- _YOUR INSTRUCTIONS_:
Give back exactly the lines running from the line with "outline picture frame on wall, every instance" to the end of the entries, and only those lines.

- _GIVEN INFORMATION_:
——

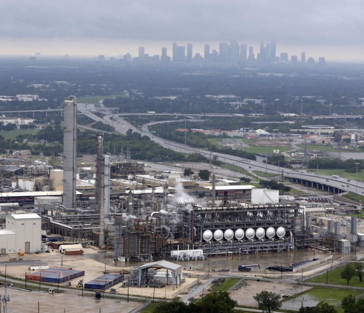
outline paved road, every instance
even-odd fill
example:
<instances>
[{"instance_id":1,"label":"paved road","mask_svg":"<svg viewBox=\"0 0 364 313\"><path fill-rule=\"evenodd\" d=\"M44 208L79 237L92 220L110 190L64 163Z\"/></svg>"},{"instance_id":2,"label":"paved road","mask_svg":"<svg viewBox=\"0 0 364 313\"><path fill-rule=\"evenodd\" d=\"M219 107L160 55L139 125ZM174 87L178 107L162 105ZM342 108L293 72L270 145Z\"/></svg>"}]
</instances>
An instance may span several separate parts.
<instances>
[{"instance_id":1,"label":"paved road","mask_svg":"<svg viewBox=\"0 0 364 313\"><path fill-rule=\"evenodd\" d=\"M140 130L126 122L125 120L121 118L118 118L117 117L120 114L109 114L104 116L103 118L100 118L93 114L89 108L86 109L84 107L82 110L80 110L83 113L88 116L90 118L95 121L101 121L111 126L113 126L115 127L115 131L117 132L125 134L128 129L131 128L133 132L140 132L143 136L148 136L150 138L151 140L159 143L165 148L171 149L176 151L185 153L200 153L208 159L210 158L212 158L215 156L220 161L237 165L246 170L251 173L254 171L259 171L280 175L283 172L284 176L286 177L308 180L319 184L330 185L332 187L335 187L344 191L352 192L355 192L357 189L358 193L364 194L364 183L362 182L358 182L357 183L356 181L353 180L351 180L350 182L348 182L347 179L342 177L332 178L330 176L317 175L314 172L310 173L307 172L305 173L299 173L298 171L295 170L281 168L278 166L267 164L262 163L259 160L253 161L238 156L216 152L210 153L209 151L202 150L198 148L185 145L183 143L161 138L149 132L148 128L148 125L155 124L159 122L152 122L151 123L143 125L142 126L142 131L140 132ZM113 119L117 119L117 120L114 121Z\"/></svg>"}]
</instances>

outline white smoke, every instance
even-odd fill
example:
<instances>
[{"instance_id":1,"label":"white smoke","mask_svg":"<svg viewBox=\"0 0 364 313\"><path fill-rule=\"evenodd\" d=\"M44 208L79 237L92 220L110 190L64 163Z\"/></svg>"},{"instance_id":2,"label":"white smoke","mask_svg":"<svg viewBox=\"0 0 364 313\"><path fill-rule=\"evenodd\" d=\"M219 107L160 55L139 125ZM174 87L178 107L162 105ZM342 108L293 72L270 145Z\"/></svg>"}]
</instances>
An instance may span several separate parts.
<instances>
[{"instance_id":1,"label":"white smoke","mask_svg":"<svg viewBox=\"0 0 364 313\"><path fill-rule=\"evenodd\" d=\"M127 213L123 213L122 214L121 214L121 218L124 221L129 221L133 220L134 219L136 219L137 217L134 215L131 215L130 214L128 214Z\"/></svg>"},{"instance_id":2,"label":"white smoke","mask_svg":"<svg viewBox=\"0 0 364 313\"><path fill-rule=\"evenodd\" d=\"M173 200L173 205L176 205L177 203L185 202L196 202L196 199L184 192L183 187L180 182L176 182L175 186L175 190L174 198Z\"/></svg>"}]
</instances>

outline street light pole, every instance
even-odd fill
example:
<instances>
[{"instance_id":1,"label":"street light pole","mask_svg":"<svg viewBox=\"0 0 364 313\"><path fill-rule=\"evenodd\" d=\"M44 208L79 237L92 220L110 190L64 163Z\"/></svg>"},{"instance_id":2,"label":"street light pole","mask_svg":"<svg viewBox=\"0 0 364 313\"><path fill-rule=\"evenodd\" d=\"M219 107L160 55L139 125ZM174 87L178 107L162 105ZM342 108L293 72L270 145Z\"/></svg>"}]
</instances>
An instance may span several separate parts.
<instances>
[{"instance_id":1,"label":"street light pole","mask_svg":"<svg viewBox=\"0 0 364 313\"><path fill-rule=\"evenodd\" d=\"M355 165L356 165L356 183L355 184L355 193L358 193L358 165L359 165L360 164L360 163L355 162Z\"/></svg>"}]
</instances>

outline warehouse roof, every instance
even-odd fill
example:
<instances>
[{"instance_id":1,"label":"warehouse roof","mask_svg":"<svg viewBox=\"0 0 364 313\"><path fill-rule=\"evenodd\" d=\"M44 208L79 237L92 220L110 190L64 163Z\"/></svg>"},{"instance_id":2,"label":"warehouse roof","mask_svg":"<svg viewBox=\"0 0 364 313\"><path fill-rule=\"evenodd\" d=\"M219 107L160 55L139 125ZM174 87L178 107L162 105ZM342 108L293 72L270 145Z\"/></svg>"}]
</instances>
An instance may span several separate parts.
<instances>
[{"instance_id":1,"label":"warehouse roof","mask_svg":"<svg viewBox=\"0 0 364 313\"><path fill-rule=\"evenodd\" d=\"M35 213L19 213L17 214L10 214L10 216L16 219L40 219L40 217Z\"/></svg>"},{"instance_id":2,"label":"warehouse roof","mask_svg":"<svg viewBox=\"0 0 364 313\"><path fill-rule=\"evenodd\" d=\"M178 264L175 264L172 262L169 262L167 261L162 260L156 262L151 262L151 263L147 263L139 266L139 268L146 268L147 267L163 267L171 270L176 270L182 266Z\"/></svg>"}]
</instances>

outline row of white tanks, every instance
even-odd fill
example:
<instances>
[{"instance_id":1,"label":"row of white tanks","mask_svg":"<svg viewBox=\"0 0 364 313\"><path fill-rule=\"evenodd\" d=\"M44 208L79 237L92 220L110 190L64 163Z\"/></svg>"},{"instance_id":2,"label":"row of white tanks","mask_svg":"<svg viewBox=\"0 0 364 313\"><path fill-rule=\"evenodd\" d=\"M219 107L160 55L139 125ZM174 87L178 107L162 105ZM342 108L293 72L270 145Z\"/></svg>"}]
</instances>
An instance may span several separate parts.
<instances>
[{"instance_id":1,"label":"row of white tanks","mask_svg":"<svg viewBox=\"0 0 364 313\"><path fill-rule=\"evenodd\" d=\"M248 228L245 231L241 228L238 228L235 232L232 229L227 229L225 231L217 229L213 234L212 231L205 230L202 235L202 238L205 241L211 241L213 238L217 241L222 240L223 238L227 240L231 240L235 236L235 239L240 240L244 238L248 240L254 239L254 237L258 239L263 239L265 236L268 238L272 238L276 235L279 238L284 236L286 230L283 226L279 226L276 229L274 227L268 227L265 229L263 227L258 227L254 230L253 228Z\"/></svg>"}]
</instances>

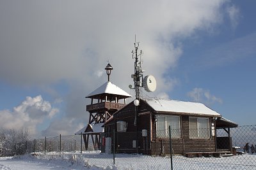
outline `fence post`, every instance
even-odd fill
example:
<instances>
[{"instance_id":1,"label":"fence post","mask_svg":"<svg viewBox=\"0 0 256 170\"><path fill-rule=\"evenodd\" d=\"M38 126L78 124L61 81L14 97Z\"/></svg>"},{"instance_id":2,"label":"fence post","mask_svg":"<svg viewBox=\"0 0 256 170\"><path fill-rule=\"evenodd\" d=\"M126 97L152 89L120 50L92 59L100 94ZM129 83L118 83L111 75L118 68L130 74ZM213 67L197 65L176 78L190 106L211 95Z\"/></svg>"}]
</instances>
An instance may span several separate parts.
<instances>
[{"instance_id":1,"label":"fence post","mask_svg":"<svg viewBox=\"0 0 256 170\"><path fill-rule=\"evenodd\" d=\"M76 152L76 139L75 139L75 152Z\"/></svg>"},{"instance_id":2,"label":"fence post","mask_svg":"<svg viewBox=\"0 0 256 170\"><path fill-rule=\"evenodd\" d=\"M170 154L171 156L171 169L173 169L173 166L172 166L172 140L171 140L171 126L169 125L169 137L170 137Z\"/></svg>"},{"instance_id":3,"label":"fence post","mask_svg":"<svg viewBox=\"0 0 256 170\"><path fill-rule=\"evenodd\" d=\"M44 143L44 154L46 154L46 136L45 136L45 143Z\"/></svg>"},{"instance_id":4,"label":"fence post","mask_svg":"<svg viewBox=\"0 0 256 170\"><path fill-rule=\"evenodd\" d=\"M114 162L114 165L115 165L115 129L114 129L113 140L113 162Z\"/></svg>"},{"instance_id":5,"label":"fence post","mask_svg":"<svg viewBox=\"0 0 256 170\"><path fill-rule=\"evenodd\" d=\"M26 153L28 153L28 141L26 141Z\"/></svg>"},{"instance_id":6,"label":"fence post","mask_svg":"<svg viewBox=\"0 0 256 170\"><path fill-rule=\"evenodd\" d=\"M82 149L83 149L82 146L83 146L83 145L82 145L82 132L81 132L81 154L83 153L83 152L82 152Z\"/></svg>"},{"instance_id":7,"label":"fence post","mask_svg":"<svg viewBox=\"0 0 256 170\"><path fill-rule=\"evenodd\" d=\"M36 139L34 139L34 152L36 152Z\"/></svg>"},{"instance_id":8,"label":"fence post","mask_svg":"<svg viewBox=\"0 0 256 170\"><path fill-rule=\"evenodd\" d=\"M60 154L61 154L61 134L60 134Z\"/></svg>"}]
</instances>

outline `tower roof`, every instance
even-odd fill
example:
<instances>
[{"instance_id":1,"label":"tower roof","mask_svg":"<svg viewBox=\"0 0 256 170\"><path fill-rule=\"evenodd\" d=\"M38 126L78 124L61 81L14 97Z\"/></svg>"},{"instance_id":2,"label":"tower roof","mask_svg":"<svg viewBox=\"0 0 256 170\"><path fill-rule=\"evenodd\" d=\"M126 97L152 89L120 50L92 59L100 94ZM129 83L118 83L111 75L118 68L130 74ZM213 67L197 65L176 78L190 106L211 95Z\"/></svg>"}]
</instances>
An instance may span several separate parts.
<instances>
[{"instance_id":1,"label":"tower roof","mask_svg":"<svg viewBox=\"0 0 256 170\"><path fill-rule=\"evenodd\" d=\"M86 98L101 99L104 94L118 96L119 99L125 99L132 96L110 81L107 81L93 92L88 94ZM105 95L104 95L105 96Z\"/></svg>"}]
</instances>

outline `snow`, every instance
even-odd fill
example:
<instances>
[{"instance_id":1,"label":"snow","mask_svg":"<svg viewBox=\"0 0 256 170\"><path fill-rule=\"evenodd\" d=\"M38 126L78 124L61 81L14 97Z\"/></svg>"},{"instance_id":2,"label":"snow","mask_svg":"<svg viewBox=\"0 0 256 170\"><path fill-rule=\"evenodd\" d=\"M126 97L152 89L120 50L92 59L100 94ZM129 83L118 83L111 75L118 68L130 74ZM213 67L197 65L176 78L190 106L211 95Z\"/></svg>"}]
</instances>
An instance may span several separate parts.
<instances>
[{"instance_id":1,"label":"snow","mask_svg":"<svg viewBox=\"0 0 256 170\"><path fill-rule=\"evenodd\" d=\"M78 131L75 134L90 134L90 133L102 133L104 132L104 129L102 127L104 123L99 123L99 124L88 124L82 128L81 130ZM87 127L90 125L91 129L92 129L92 132L85 132L86 130Z\"/></svg>"},{"instance_id":2,"label":"snow","mask_svg":"<svg viewBox=\"0 0 256 170\"><path fill-rule=\"evenodd\" d=\"M170 169L170 157L140 154L113 154L100 152L32 153L0 157L0 169ZM220 158L173 157L173 169L255 169L256 155L243 154Z\"/></svg>"},{"instance_id":3,"label":"snow","mask_svg":"<svg viewBox=\"0 0 256 170\"><path fill-rule=\"evenodd\" d=\"M145 101L154 110L158 111L180 113L198 116L221 117L220 113L200 103L152 99L147 99Z\"/></svg>"},{"instance_id":4,"label":"snow","mask_svg":"<svg viewBox=\"0 0 256 170\"><path fill-rule=\"evenodd\" d=\"M90 97L100 94L116 94L125 97L124 98L132 97L130 94L129 94L113 83L110 81L107 81L102 85L100 87L95 90L93 92L88 94L86 97Z\"/></svg>"}]
</instances>

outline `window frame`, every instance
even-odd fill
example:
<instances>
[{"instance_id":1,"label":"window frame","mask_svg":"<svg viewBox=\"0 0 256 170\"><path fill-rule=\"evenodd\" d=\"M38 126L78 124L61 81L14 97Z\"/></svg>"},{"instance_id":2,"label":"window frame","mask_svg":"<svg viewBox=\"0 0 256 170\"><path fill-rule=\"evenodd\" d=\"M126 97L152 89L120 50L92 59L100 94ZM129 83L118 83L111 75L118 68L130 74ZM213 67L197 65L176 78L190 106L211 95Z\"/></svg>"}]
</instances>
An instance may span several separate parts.
<instances>
[{"instance_id":1,"label":"window frame","mask_svg":"<svg viewBox=\"0 0 256 170\"><path fill-rule=\"evenodd\" d=\"M168 138L169 137L169 125L171 126L171 137L172 139L180 139L181 138L181 117L179 115L156 115L156 118L157 121L156 122L156 138ZM179 119L178 119L179 118ZM175 122L172 123L172 120L175 121ZM177 121L178 120L178 121ZM162 124L161 125L159 122L161 121L164 125ZM172 126L176 126L177 131L179 132L174 132L177 133L177 135L173 134L173 131L172 131L172 128L173 127ZM163 127L164 126L164 127ZM178 128L177 128L178 127ZM173 129L173 128L172 128Z\"/></svg>"},{"instance_id":2,"label":"window frame","mask_svg":"<svg viewBox=\"0 0 256 170\"><path fill-rule=\"evenodd\" d=\"M189 117L189 139L210 139L210 118L209 117Z\"/></svg>"}]
</instances>

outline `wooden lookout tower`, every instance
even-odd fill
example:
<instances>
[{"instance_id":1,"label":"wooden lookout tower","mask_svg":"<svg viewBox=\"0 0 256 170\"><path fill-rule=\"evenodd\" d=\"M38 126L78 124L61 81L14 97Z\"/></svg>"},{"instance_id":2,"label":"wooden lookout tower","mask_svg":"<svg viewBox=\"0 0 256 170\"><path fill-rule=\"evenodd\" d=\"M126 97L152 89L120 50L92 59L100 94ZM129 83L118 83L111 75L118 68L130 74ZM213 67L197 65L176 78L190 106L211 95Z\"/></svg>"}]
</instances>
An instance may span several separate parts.
<instances>
[{"instance_id":1,"label":"wooden lookout tower","mask_svg":"<svg viewBox=\"0 0 256 170\"><path fill-rule=\"evenodd\" d=\"M115 112L126 105L126 98L131 97L131 95L110 81L109 76L113 67L109 63L105 69L108 81L86 97L91 99L91 104L86 106L86 111L89 112L88 124L76 133L83 134L86 150L88 150L90 136L94 149L99 149L100 134L104 132L104 124Z\"/></svg>"}]
</instances>

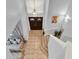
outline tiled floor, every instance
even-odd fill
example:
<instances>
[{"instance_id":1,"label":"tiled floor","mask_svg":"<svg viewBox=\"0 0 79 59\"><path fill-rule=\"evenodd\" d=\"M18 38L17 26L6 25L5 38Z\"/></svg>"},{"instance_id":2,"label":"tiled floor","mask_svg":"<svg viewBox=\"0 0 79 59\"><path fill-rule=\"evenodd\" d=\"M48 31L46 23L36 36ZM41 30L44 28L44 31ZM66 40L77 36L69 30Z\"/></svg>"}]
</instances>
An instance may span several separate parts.
<instances>
[{"instance_id":1,"label":"tiled floor","mask_svg":"<svg viewBox=\"0 0 79 59\"><path fill-rule=\"evenodd\" d=\"M25 44L24 59L48 59L41 50L41 30L32 30L29 34L29 40Z\"/></svg>"}]
</instances>

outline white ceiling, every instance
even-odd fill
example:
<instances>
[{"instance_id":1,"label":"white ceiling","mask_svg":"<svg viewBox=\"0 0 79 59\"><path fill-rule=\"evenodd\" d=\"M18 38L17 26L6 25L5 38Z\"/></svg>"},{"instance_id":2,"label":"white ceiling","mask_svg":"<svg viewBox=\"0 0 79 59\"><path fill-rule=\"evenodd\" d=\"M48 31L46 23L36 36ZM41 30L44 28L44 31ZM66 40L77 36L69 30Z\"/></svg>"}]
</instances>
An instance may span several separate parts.
<instances>
[{"instance_id":1,"label":"white ceiling","mask_svg":"<svg viewBox=\"0 0 79 59\"><path fill-rule=\"evenodd\" d=\"M44 13L44 0L26 0L26 9L27 13L32 14L34 10L34 1L35 9L38 14Z\"/></svg>"}]
</instances>

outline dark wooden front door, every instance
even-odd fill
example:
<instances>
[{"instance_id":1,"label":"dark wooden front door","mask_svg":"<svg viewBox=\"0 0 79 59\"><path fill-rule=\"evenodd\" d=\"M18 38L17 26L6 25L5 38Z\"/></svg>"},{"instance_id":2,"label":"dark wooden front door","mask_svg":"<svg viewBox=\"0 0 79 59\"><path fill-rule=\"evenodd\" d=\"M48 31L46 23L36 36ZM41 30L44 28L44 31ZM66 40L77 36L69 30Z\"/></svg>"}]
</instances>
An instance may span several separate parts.
<instances>
[{"instance_id":1,"label":"dark wooden front door","mask_svg":"<svg viewBox=\"0 0 79 59\"><path fill-rule=\"evenodd\" d=\"M31 30L42 30L43 17L29 17Z\"/></svg>"}]
</instances>

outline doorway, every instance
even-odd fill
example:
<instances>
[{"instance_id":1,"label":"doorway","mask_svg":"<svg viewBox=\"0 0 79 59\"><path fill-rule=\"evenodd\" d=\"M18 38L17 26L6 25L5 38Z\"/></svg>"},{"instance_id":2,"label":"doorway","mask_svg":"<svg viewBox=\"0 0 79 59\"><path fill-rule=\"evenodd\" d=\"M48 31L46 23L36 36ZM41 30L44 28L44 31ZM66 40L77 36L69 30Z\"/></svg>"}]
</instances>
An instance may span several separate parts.
<instances>
[{"instance_id":1,"label":"doorway","mask_svg":"<svg viewBox=\"0 0 79 59\"><path fill-rule=\"evenodd\" d=\"M43 17L29 17L31 30L42 30Z\"/></svg>"}]
</instances>

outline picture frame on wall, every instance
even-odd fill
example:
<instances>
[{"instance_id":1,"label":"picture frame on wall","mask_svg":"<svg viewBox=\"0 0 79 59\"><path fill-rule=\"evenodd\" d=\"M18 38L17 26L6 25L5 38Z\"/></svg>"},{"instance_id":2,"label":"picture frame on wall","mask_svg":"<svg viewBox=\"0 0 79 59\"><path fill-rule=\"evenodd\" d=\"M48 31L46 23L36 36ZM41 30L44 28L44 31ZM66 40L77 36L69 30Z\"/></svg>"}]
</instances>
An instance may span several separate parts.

——

- _RESPONSE FOR THIS EXERCISE_:
outline picture frame on wall, every instance
even-odd fill
example:
<instances>
[{"instance_id":1,"label":"picture frame on wall","mask_svg":"<svg viewBox=\"0 0 79 59\"><path fill-rule=\"evenodd\" d=\"M18 38L17 26L6 25L5 38Z\"/></svg>"},{"instance_id":2,"label":"picture frame on wall","mask_svg":"<svg viewBox=\"0 0 79 59\"><path fill-rule=\"evenodd\" d=\"M48 31L46 23L36 36ZM41 30L44 28L44 31ZM66 40L77 36L69 30Z\"/></svg>"}]
</instances>
An instance may span several separate parts.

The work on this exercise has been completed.